Written request: Gather every line of the material containing the word "white" and copy each one.

Data excerpts:
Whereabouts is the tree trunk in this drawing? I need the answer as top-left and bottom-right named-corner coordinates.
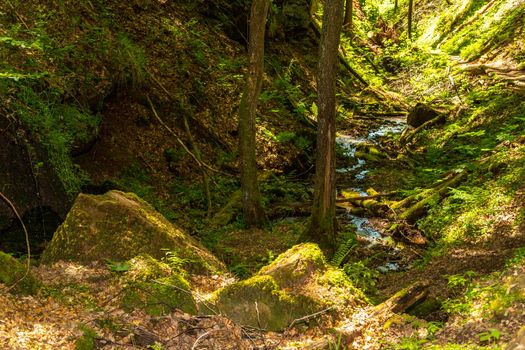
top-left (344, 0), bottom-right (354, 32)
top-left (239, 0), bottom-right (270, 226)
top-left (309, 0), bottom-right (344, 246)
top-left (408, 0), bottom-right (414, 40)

--

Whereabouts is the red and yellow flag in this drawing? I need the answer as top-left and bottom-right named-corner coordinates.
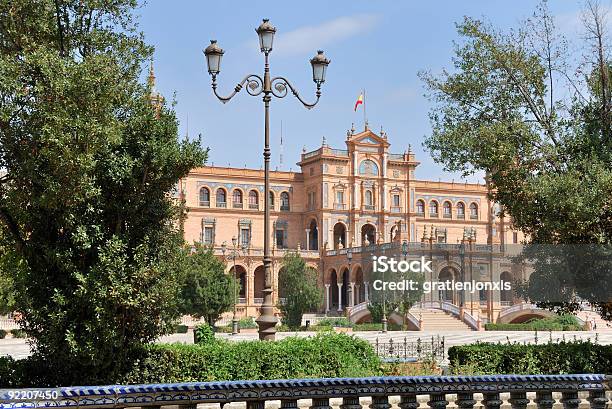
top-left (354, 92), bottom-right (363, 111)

--

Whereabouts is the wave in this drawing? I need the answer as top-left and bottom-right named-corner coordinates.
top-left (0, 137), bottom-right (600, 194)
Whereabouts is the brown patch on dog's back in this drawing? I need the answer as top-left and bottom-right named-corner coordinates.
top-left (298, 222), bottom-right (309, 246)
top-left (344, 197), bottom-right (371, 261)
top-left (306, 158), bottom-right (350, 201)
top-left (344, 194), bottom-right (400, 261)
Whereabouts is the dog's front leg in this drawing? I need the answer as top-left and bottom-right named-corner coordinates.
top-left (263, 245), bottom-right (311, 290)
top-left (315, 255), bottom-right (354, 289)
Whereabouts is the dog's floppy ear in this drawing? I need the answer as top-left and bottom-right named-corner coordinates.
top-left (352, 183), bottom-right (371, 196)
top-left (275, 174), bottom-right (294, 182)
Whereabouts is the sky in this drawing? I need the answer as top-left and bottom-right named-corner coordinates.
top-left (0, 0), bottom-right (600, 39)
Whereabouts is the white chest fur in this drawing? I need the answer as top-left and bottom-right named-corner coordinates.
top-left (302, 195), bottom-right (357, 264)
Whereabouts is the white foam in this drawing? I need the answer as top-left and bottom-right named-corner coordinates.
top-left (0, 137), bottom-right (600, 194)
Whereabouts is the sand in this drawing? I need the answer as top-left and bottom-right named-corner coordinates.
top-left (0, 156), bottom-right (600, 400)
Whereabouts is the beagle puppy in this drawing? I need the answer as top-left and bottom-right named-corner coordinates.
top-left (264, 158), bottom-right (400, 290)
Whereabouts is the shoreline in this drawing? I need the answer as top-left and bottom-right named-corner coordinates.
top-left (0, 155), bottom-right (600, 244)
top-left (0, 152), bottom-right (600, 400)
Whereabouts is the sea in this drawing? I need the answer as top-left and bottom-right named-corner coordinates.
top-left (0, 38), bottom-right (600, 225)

Final result:
Whereabouts is the white chest fur in this drawing? I need the answer as top-left and bottom-right named-corner coordinates.
Whereabouts is the white foam in this drawing? I need the answer as top-left and bottom-right named-corner coordinates.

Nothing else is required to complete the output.